▸ **Problem details**
Pick out and copy every line in the records below that contains the word "yellow", matching case exactly.

▸ **Records provided**
>> BEGIN

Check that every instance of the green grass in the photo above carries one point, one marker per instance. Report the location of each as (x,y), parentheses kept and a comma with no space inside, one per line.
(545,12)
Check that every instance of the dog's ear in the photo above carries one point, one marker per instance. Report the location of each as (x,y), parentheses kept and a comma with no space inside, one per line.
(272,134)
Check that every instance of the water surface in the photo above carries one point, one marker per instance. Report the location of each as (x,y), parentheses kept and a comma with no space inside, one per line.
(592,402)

>> END
>> BEGIN

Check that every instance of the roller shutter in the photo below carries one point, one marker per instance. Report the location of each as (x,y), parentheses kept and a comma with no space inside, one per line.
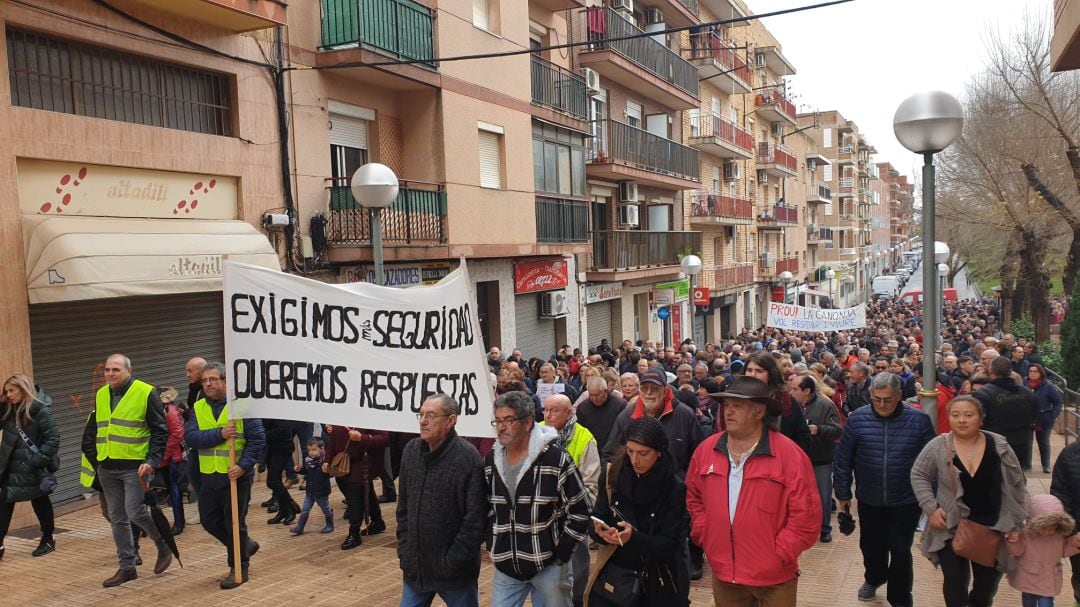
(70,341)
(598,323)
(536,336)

>> END
>> BEGIN

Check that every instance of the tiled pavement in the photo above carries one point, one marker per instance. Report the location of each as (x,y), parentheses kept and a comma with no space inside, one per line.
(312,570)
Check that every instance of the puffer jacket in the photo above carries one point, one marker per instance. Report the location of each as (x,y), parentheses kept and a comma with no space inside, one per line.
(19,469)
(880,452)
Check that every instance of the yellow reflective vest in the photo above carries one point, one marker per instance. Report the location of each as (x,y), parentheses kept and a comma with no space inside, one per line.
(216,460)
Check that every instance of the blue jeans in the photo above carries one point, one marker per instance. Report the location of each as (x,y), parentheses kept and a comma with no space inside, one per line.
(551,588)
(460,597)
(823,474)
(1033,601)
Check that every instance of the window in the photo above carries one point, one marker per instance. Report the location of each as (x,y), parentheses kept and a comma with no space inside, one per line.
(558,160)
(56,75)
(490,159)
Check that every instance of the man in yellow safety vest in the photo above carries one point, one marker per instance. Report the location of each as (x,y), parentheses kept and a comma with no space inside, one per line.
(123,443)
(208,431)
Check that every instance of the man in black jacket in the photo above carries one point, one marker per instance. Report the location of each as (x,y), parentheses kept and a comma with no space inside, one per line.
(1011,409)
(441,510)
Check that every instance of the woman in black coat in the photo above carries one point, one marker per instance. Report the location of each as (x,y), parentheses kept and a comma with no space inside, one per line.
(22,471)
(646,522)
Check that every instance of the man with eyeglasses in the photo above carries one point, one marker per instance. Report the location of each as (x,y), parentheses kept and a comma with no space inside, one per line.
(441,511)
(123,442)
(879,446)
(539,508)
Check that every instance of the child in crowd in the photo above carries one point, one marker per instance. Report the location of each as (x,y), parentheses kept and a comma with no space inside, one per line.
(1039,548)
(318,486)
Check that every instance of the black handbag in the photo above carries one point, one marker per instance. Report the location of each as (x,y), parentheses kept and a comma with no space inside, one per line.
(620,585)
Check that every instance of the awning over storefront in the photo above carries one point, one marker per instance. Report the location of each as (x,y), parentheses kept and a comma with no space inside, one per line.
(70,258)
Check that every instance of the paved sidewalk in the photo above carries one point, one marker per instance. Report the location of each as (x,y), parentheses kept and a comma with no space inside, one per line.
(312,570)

>> END

▸ **Final result**
Check that every instance of the yellow reflective vest in the photo above carries one point, one marker per instance. Report the location of each as (x,y), parentheses kept and a comma with no space inside, one per line.
Check that every instance of the man in yellow safety vest in the photo above carries one point, one marker per instance. Report the location of each as (x,y), parentheses kept and a comma with no space inside, one per line.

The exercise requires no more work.